__Task instructions__: Rewrite the listing below as a two-column CSV headed instruction,points, with one row per "point at" line. Put that line's text in the instruction field and its coordinates in the points field, quote each field, replace line breaks with spaces, and leave out the pictures.

__Records for this task__:
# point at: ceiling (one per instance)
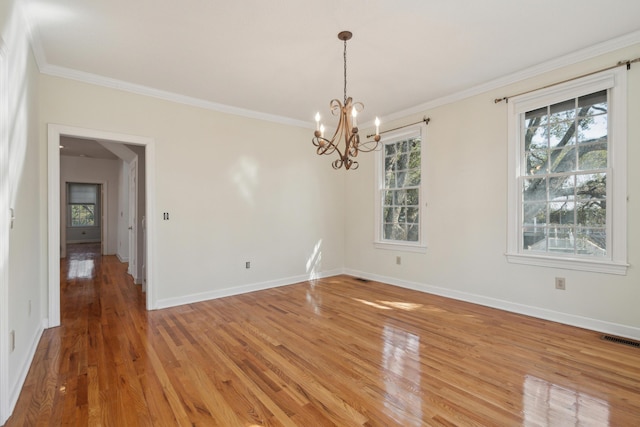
(281, 59)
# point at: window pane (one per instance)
(83, 193)
(534, 213)
(591, 241)
(563, 160)
(561, 240)
(536, 138)
(534, 239)
(82, 215)
(593, 129)
(593, 156)
(591, 186)
(534, 189)
(400, 211)
(537, 162)
(592, 213)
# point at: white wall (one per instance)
(466, 155)
(26, 261)
(237, 190)
(93, 171)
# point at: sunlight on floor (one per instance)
(550, 404)
(372, 304)
(390, 305)
(401, 355)
(80, 269)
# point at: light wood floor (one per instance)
(337, 352)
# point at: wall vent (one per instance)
(619, 340)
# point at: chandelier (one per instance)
(346, 140)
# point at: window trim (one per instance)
(615, 81)
(392, 137)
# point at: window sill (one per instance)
(594, 266)
(403, 247)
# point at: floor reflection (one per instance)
(401, 356)
(547, 404)
(81, 269)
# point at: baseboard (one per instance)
(541, 313)
(16, 388)
(243, 289)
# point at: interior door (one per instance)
(133, 229)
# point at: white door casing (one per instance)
(54, 132)
(133, 218)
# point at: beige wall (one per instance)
(466, 155)
(237, 190)
(26, 260)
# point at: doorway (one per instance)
(55, 133)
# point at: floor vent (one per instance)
(619, 340)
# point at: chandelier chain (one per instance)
(345, 71)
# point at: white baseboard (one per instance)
(237, 290)
(541, 313)
(23, 369)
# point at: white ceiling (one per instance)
(281, 59)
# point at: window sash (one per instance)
(614, 82)
(400, 191)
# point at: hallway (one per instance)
(81, 372)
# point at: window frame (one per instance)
(418, 130)
(96, 206)
(615, 82)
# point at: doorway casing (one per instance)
(54, 132)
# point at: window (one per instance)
(399, 193)
(82, 201)
(567, 189)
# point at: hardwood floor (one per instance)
(337, 351)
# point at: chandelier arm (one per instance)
(347, 130)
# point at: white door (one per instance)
(133, 229)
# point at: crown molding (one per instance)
(98, 80)
(554, 64)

__Task output__:
instruction,points
"# point at: ceiling (one per instance)","(281, 59)"
"# point at: window pane (one per instance)","(83, 193) (534, 213) (591, 241) (563, 160) (561, 240) (536, 138) (534, 239) (82, 215) (593, 129) (593, 156) (591, 186) (534, 189) (400, 211) (537, 162) (592, 213)"
"# point at: white wall (one per instance)","(466, 155) (26, 261) (237, 190) (93, 171)"
"# point at: sunlight on floor (one per instance)","(550, 404) (372, 304) (390, 305) (401, 355) (80, 269)"
"# point at: light wood floor (one per instance)","(337, 352)"
"# point at: wall vent (one per instance)","(619, 340)"
"# point at: chandelier (one per instance)","(346, 140)"
"# point at: window trim (one per instance)","(615, 81) (392, 137)"
"# point at: window sill (one per instance)","(594, 266) (403, 247)"
"# point at: floor reflection (one per instance)","(401, 356) (547, 404) (81, 269)"
"# point at: baseboard (one per instance)","(541, 313) (16, 388) (243, 289)"
"# point at: interior door (one per instance)","(133, 229)"
"# point at: white door casing (one per instance)","(54, 132) (133, 218)"
"# point at: beige wall (one per instance)","(466, 155) (237, 190) (26, 260)"
"# point at: doorway (one per instance)","(55, 133)"
"# point at: floor vent (one per instance)","(619, 340)"
"# point at: chandelier chain (one per instance)","(345, 71)"
"# point at: white baseboard (one per instance)","(237, 290) (541, 313) (23, 369)"
"# point at: white ceiling (one per instance)","(281, 59)"
"# point at: window sash (one per instance)","(614, 82) (400, 191)"
"# point at: hallway (one per instance)","(81, 372)"
"# point at: window frame (one per instance)","(418, 130) (96, 206) (615, 82)"
"# point at: doorway casing (one per instance)","(54, 132)"
"# point at: window (one per instance)","(399, 193) (82, 201) (567, 189)"
"# point at: hardwood floor (one per instance)","(337, 351)"
"# point at: chandelier arm (one per instance)","(347, 130)"
"# point at: white door (one per instance)","(133, 229)"
"# point at: crown molding (one per instance)","(98, 80) (554, 64)"